*Task*:
How many lines of the records below contain the word "boundary"? Reply with the number only.

*Data excerpts*:
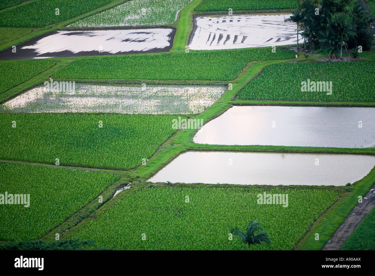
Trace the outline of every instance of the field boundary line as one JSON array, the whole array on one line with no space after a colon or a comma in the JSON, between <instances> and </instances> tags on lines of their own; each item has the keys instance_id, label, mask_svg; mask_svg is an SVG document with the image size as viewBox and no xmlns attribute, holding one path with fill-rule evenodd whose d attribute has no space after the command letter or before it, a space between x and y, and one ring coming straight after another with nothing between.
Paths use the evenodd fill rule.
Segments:
<instances>
[{"instance_id":1,"label":"field boundary line","mask_svg":"<svg viewBox=\"0 0 375 276\"><path fill-rule=\"evenodd\" d=\"M70 165L54 165L52 164L46 163L39 163L37 162L31 162L29 161L22 161L18 160L9 160L9 159L0 159L0 163L7 164L14 164L20 165L32 165L33 166L40 166L41 167L47 167L56 169L61 168L72 170L80 170L81 172L106 172L113 174L123 175L125 170L115 170L110 169L99 169L98 168L91 168L89 167L80 167L74 166Z\"/></svg>"}]
</instances>

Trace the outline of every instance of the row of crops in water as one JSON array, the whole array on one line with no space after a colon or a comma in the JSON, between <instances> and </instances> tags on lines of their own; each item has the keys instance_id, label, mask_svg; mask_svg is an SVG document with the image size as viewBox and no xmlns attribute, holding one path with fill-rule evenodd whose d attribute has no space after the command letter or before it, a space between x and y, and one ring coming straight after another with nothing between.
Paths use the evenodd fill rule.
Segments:
<instances>
[{"instance_id":1,"label":"row of crops in water","mask_svg":"<svg viewBox=\"0 0 375 276\"><path fill-rule=\"evenodd\" d=\"M173 23L191 0L132 0L76 21L68 27L155 26Z\"/></svg>"}]
</instances>

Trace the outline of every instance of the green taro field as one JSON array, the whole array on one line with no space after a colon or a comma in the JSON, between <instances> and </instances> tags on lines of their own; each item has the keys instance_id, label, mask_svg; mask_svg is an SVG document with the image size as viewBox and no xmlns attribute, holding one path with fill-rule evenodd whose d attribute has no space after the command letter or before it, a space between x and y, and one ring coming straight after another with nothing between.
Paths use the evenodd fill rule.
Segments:
<instances>
[{"instance_id":1,"label":"green taro field","mask_svg":"<svg viewBox=\"0 0 375 276\"><path fill-rule=\"evenodd\" d=\"M58 158L62 165L128 169L140 165L174 132L176 118L0 113L0 159L53 164Z\"/></svg>"},{"instance_id":2,"label":"green taro field","mask_svg":"<svg viewBox=\"0 0 375 276\"><path fill-rule=\"evenodd\" d=\"M118 176L0 163L2 193L30 195L29 206L0 208L0 240L35 240L87 204ZM9 208L2 208L6 207Z\"/></svg>"},{"instance_id":3,"label":"green taro field","mask_svg":"<svg viewBox=\"0 0 375 276\"><path fill-rule=\"evenodd\" d=\"M32 32L32 30L27 28L0 27L0 45L24 36Z\"/></svg>"},{"instance_id":4,"label":"green taro field","mask_svg":"<svg viewBox=\"0 0 375 276\"><path fill-rule=\"evenodd\" d=\"M55 78L130 79L229 81L254 60L292 58L291 51L268 49L195 51L154 55L124 56L76 60L59 70ZM236 61L236 62L234 61ZM170 65L166 66L165 64Z\"/></svg>"},{"instance_id":5,"label":"green taro field","mask_svg":"<svg viewBox=\"0 0 375 276\"><path fill-rule=\"evenodd\" d=\"M362 127L360 116L352 118L347 129L337 131L348 139L373 141L368 147L194 142L200 135L239 135L220 129L221 125L215 127L214 133L208 128L214 124L211 121L235 106L264 106L265 111L261 112L265 113L270 105L324 106L330 112L352 106L375 108L373 44L357 55L352 48L356 50L358 45L342 43L342 57L338 57L320 48L317 38L316 49L309 48L308 43L305 48L303 39L297 49L294 44L295 22L275 25L266 20L254 26L249 19L238 20L237 25L236 20L218 20L194 26L195 16L225 15L230 9L239 17L252 13L272 16L278 11L288 15L292 10L296 12L294 9L302 2L0 1L0 57L0 57L4 59L0 60L0 248L9 242L52 244L79 239L91 244L91 250L317 250L328 245L336 250L373 250L375 213L362 210L358 200L368 200L363 197L375 184L375 167L361 179L348 180L346 186L334 186L338 178L335 175L327 176L331 178L330 186L320 186L317 181L309 186L303 180L301 185L279 185L280 179L291 179L297 173L308 175L304 173L310 169L291 166L284 159L280 167L288 172L276 176L268 186L240 185L235 180L231 184L203 184L208 182L208 171L201 176L201 183L152 179L162 171L182 177L198 173L196 160L170 166L189 151L273 152L283 157L284 153L375 155L375 137L365 136L375 129L375 121L364 122ZM327 2L314 2L321 5ZM372 1L367 2L372 9ZM334 2L338 9L341 2ZM343 9L346 11L352 4ZM335 20L350 21L342 15L338 17ZM370 28L371 20L368 18L363 24ZM300 38L306 27L301 22ZM324 23L318 25L327 25ZM348 37L354 35L348 30L354 29L345 29ZM90 32L98 30L103 32L95 33L100 33L100 37ZM63 39L58 36L52 37L59 39L47 39L58 31L66 31L58 34L66 35ZM75 33L81 36L78 43L69 36ZM194 36L205 34L208 38L195 41L196 48L190 47ZM321 40L320 46L324 41ZM258 41L263 41L260 42L263 47L253 44ZM274 47L268 42L271 41ZM100 50L104 43L109 51ZM161 46L154 47L154 43ZM26 54L8 56L13 54L13 46L16 53ZM63 54L54 55L58 52ZM332 81L332 93L302 91L301 83L308 79ZM57 88L47 88L46 81ZM69 82L74 84L74 89L61 87ZM260 113L251 120L242 115L227 118L231 125L251 130L249 135L276 133L268 126L251 128L254 122L268 114ZM283 127L279 122L282 118L275 119L278 128ZM188 120L201 122L203 128L181 124ZM180 122L177 127L176 122ZM316 123L306 133L329 139L314 128L326 122ZM298 130L301 137L305 137L306 129ZM215 166L207 160L199 161ZM266 181L273 177L261 175L251 166L237 167L236 160L214 161L220 166L232 166L233 179L244 169L247 179L260 175L264 183L270 183ZM320 167L314 167L326 165L321 161ZM312 159L311 166L316 162ZM168 171L170 167L175 171ZM238 168L242 170L236 171ZM288 194L288 207L259 204L257 195L264 192ZM5 204L6 192L29 194L29 206L14 202ZM369 214L357 228L342 225L356 207ZM250 223L257 225L255 221L260 228L254 235L246 234ZM235 229L244 235L231 230ZM335 241L334 234L343 232L347 237L342 246ZM232 239L229 238L232 234ZM60 240L55 239L57 234ZM257 243L260 237L264 239Z\"/></svg>"},{"instance_id":6,"label":"green taro field","mask_svg":"<svg viewBox=\"0 0 375 276\"><path fill-rule=\"evenodd\" d=\"M256 195L263 191L144 189L127 195L74 237L93 238L100 241L97 246L116 249L246 250L239 239L228 240L230 229L234 227L244 229L246 222L262 218L260 222L275 241L269 248L254 249L290 250L315 218L338 198L332 191L285 190L283 192L294 203L284 208L257 204ZM272 189L267 192L279 192ZM189 203L185 202L186 196ZM306 204L308 201L309 204ZM114 229L119 232L108 235ZM146 234L146 240L140 238L142 233ZM276 238L280 237L284 237L282 240Z\"/></svg>"},{"instance_id":7,"label":"green taro field","mask_svg":"<svg viewBox=\"0 0 375 276\"><path fill-rule=\"evenodd\" d=\"M296 72L299 72L298 75ZM343 75L345 72L347 74ZM362 61L283 63L267 66L238 95L239 100L306 101L375 101L375 63ZM301 83L332 81L332 95L301 91Z\"/></svg>"},{"instance_id":8,"label":"green taro field","mask_svg":"<svg viewBox=\"0 0 375 276\"><path fill-rule=\"evenodd\" d=\"M111 0L32 0L0 11L0 27L38 28L66 20L94 9ZM56 9L59 9L56 14Z\"/></svg>"},{"instance_id":9,"label":"green taro field","mask_svg":"<svg viewBox=\"0 0 375 276\"><path fill-rule=\"evenodd\" d=\"M0 94L20 84L55 65L55 62L25 60L0 61Z\"/></svg>"},{"instance_id":10,"label":"green taro field","mask_svg":"<svg viewBox=\"0 0 375 276\"><path fill-rule=\"evenodd\" d=\"M0 10L21 4L25 0L4 0L0 2Z\"/></svg>"}]
</instances>

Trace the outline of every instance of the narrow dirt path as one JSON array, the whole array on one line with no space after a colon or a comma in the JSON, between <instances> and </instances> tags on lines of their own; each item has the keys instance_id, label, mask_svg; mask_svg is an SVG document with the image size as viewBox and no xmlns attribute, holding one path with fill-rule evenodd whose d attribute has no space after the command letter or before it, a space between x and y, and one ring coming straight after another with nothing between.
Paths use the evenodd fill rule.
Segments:
<instances>
[{"instance_id":1,"label":"narrow dirt path","mask_svg":"<svg viewBox=\"0 0 375 276\"><path fill-rule=\"evenodd\" d=\"M346 239L375 206L375 185L354 207L322 250L339 250Z\"/></svg>"},{"instance_id":2,"label":"narrow dirt path","mask_svg":"<svg viewBox=\"0 0 375 276\"><path fill-rule=\"evenodd\" d=\"M369 9L369 7L367 6L367 4L366 4L364 0L358 0L358 2L360 4L362 4L362 5L364 7L364 8L367 10L370 13L370 14L371 14L371 11ZM375 36L375 23L373 23L371 24L371 30L372 31L372 33L374 34L374 36Z\"/></svg>"}]
</instances>

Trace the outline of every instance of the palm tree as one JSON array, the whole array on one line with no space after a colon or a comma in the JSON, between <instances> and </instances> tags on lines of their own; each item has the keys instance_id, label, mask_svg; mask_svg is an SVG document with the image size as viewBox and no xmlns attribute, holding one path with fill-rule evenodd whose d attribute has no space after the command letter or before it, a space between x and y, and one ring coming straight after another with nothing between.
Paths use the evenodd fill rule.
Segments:
<instances>
[{"instance_id":1,"label":"palm tree","mask_svg":"<svg viewBox=\"0 0 375 276\"><path fill-rule=\"evenodd\" d=\"M342 12L335 14L328 20L327 32L334 37L337 43L337 48L340 47L340 58L342 59L342 46L346 47L348 45L346 41L349 38L356 34L352 30L354 26L351 18Z\"/></svg>"},{"instance_id":2,"label":"palm tree","mask_svg":"<svg viewBox=\"0 0 375 276\"><path fill-rule=\"evenodd\" d=\"M298 50L298 34L299 31L300 23L303 19L303 17L301 12L301 7L298 6L296 11L292 12L292 15L284 21L285 22L294 22L297 24L297 50Z\"/></svg>"},{"instance_id":3,"label":"palm tree","mask_svg":"<svg viewBox=\"0 0 375 276\"><path fill-rule=\"evenodd\" d=\"M258 231L261 232L258 235L255 235L255 233ZM256 220L249 224L246 233L237 229L231 229L231 233L238 236L245 243L247 243L249 246L249 250L250 250L250 244L262 244L262 242L264 242L268 245L271 244L271 241L267 233L263 232L263 228L261 226L259 223Z\"/></svg>"}]
</instances>

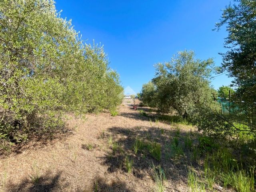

*Expected output*:
2